## The exercise:
Reproduce the part of the Aldhelm folklore post starting with "Ok, so folklore" and going on through "but close enough.".

## Extract to read:
Ok, so folklore Friday is so late this week, its folklore Sunday…. but I was on a roll Friday with my psalter project….
No, no… good St. Aldhelm didn’t have any meetings with a lady at the ford, as much as he did like to sing from bridges apparently…not sure if this is folklore but close enough.
This loathly lady appears in Aldhelm’s On Virginity:
“At one time King Constantine searches certain presages and dreams for future events. For when he stretched out his royal limbs on a cushion of feathers, he saw by chance and discerned in his vision the figure of a wrinkled woman misshapen, with an aged appearance, who stooped and walked troubled with trembling limbs; what is more the cruel fate of death had already touched her. The illustrious priest Silvester ordered the king to revive the decrepit limbs of the little old woman so that she would once again enjoy life. Then, through prayers of the king, a beautiful young girl arose, the same whom the stern countenance of old age had previously disfigured and, although she formerly lay still as a corpse in the death of decay, nevertheless, she immediately becomes a girl lovely in appearance. When he beholds her, the rejoicing king crowns her with a wreath, binding her temples with a garland of glittering gold, and he adorns her with with a covering of a robe as well as with gowns. Like a queen she wears a ruby-colored necklace around her neck — such was the beautiful appearance of the virgin. Then Helen, in conversation, teaching the king what was to happen, explaining the future omens of the dream, said thus to the Augustan king: ‘She will always be yours and will escape the finally of death, except for the time when the last ages shall burn in dire flames’.
The emperor lay awake in his high bed, frightened, pale, and gripped by fear of the dream. he gathered together in a group sophists eloquent in their skill, who cast about philosophical speculations with windy words. …they produced nothing by their vapid haranguing, but rather fashioned many trivialities with their false words. Then the emperor, fasting, chastised his temperate body and for seven days declined rich foods, begging that the prophecy be revealed by the Lord Christ.

## Data lines:

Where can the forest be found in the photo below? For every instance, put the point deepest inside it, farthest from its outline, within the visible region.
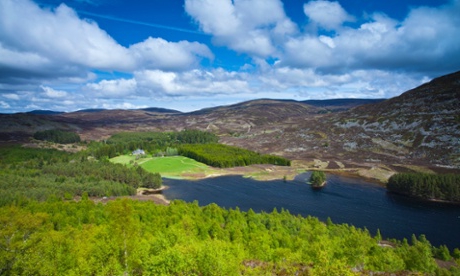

## Solution to the exercise:
Ok, so folklore Friday is so late this week, its folklore Sunday…. but I was on a roll Friday with my psalter project….
No, no… good St. Aldhelm didn’t have any meetings with a lady at the ford, as much as he did like to sing from bridges apparently…not sure if this is folklore but close enough.